Problem details ->
If a line below contains the string "comma", copy it out.

Record set ->
>>
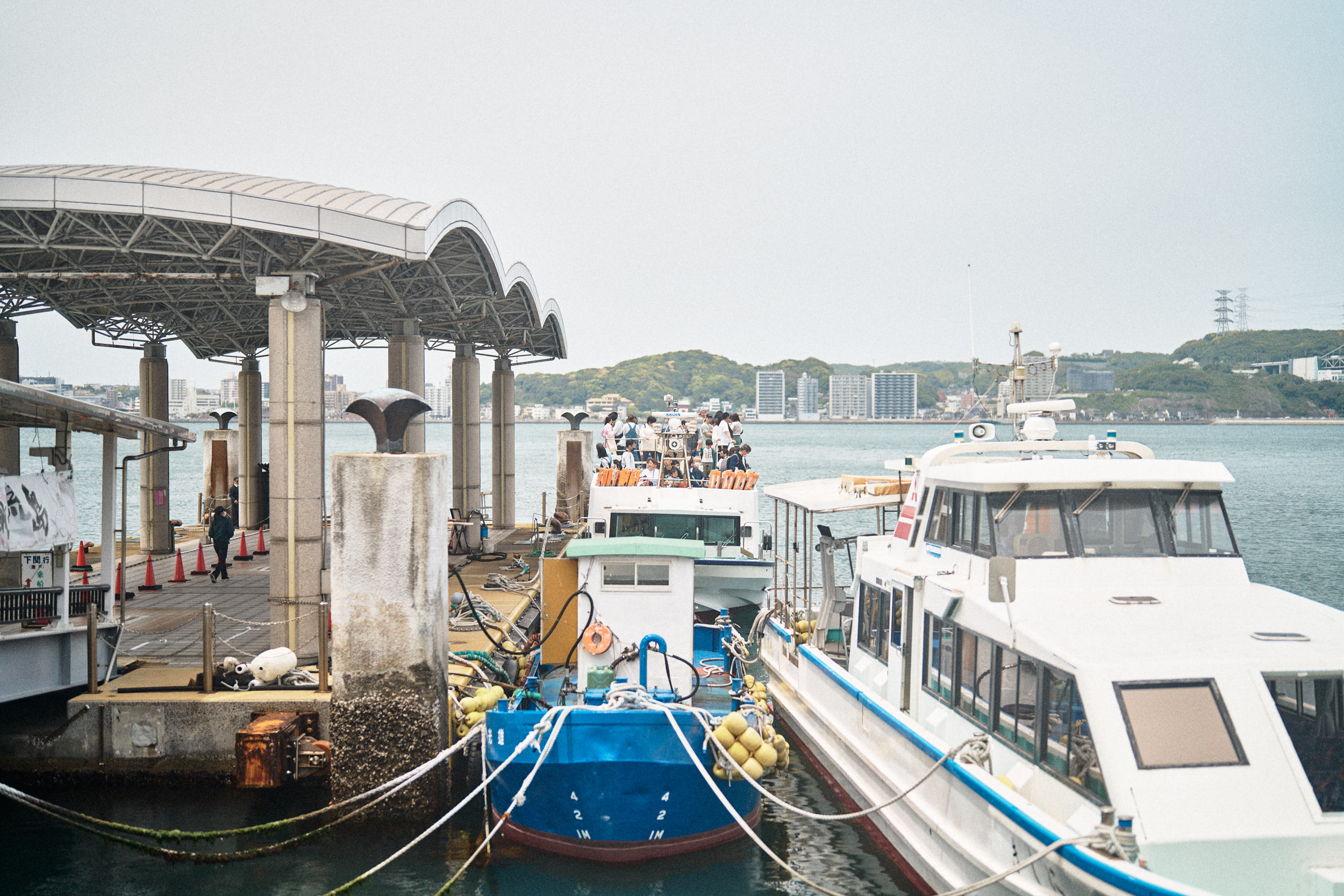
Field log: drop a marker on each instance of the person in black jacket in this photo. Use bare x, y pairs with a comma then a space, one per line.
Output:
<<
>>
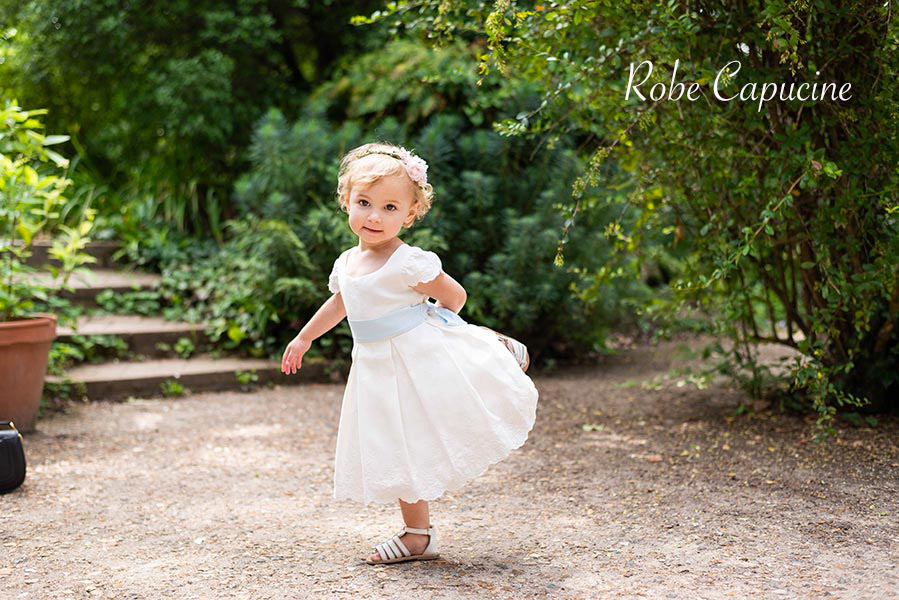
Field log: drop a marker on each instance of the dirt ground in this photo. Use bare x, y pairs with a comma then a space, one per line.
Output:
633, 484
<<
Reply ->
Field log: drop a marker on each instance of the person in black jacket in this photo. Use bare x, y pairs with a comma then a space, one per line.
Field log: drop a marker on each instance of the dirt ground in this photo. Use bare x, y pairs with a comma then a space, one per line.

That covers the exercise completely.